Entries taken from a collection
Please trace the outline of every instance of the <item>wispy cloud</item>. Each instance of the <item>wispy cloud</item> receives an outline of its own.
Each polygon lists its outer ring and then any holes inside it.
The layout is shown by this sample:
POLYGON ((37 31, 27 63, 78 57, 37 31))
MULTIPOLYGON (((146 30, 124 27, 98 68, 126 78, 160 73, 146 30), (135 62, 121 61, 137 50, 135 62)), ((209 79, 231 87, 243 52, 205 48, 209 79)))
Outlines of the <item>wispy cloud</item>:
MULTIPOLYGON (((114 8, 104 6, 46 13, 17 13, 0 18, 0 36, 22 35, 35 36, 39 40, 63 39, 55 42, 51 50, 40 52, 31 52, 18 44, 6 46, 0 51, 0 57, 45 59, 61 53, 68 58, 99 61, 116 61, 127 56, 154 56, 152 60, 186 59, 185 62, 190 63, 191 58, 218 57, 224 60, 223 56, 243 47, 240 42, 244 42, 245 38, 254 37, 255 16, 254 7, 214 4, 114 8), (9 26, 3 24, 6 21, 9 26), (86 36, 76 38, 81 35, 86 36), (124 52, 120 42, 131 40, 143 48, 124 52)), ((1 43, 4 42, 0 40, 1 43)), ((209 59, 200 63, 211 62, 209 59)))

WHAT IS NEEDED: Reproduce all of the lines above, requests included, and scale every coordinate in the answer outlines by 0.2, rounding each result to the nearest whole number with halves rounded up. Leave the requests and their sample layouts unchanged.

THE OUTPUT:
Please trace the outline of every instance of the <item>wispy cloud</item>. Each instance of the <item>wispy cloud</item> receives an outline of its own.
Each polygon lists its outer ring and then any holes inside it.
The layout is shown by this sample:
POLYGON ((37 31, 27 63, 78 57, 37 31))
MULTIPOLYGON (((146 30, 124 27, 98 68, 126 78, 160 73, 146 30), (135 62, 121 61, 137 50, 135 62)), ((209 79, 231 87, 243 52, 205 48, 209 79)))
Outlines of the <item>wispy cloud</item>:
MULTIPOLYGON (((23 2, 21 1, 9 3, 3 3, 0 4, 0 7, 4 7, 7 7, 8 8, 13 8, 11 8, 10 10, 8 10, 6 10, 4 9, 1 9, 0 10, 0 11, 9 12, 12 11, 14 12, 20 12, 23 12, 25 11, 31 11, 30 12, 37 12, 37 12, 38 13, 38 12, 44 11, 45 12, 45 11, 49 9, 48 8, 49 8, 49 8, 51 7, 51 3, 51 1, 43 1, 23 2), (2 5, 1 5, 1 4, 2 5), (17 7, 15 8, 16 7, 17 7), (25 10, 24 8, 26 8, 29 10, 25 10)), ((0 9, 1 8, 0 8, 0 9)), ((42 12, 40 13, 42 12, 42 12)))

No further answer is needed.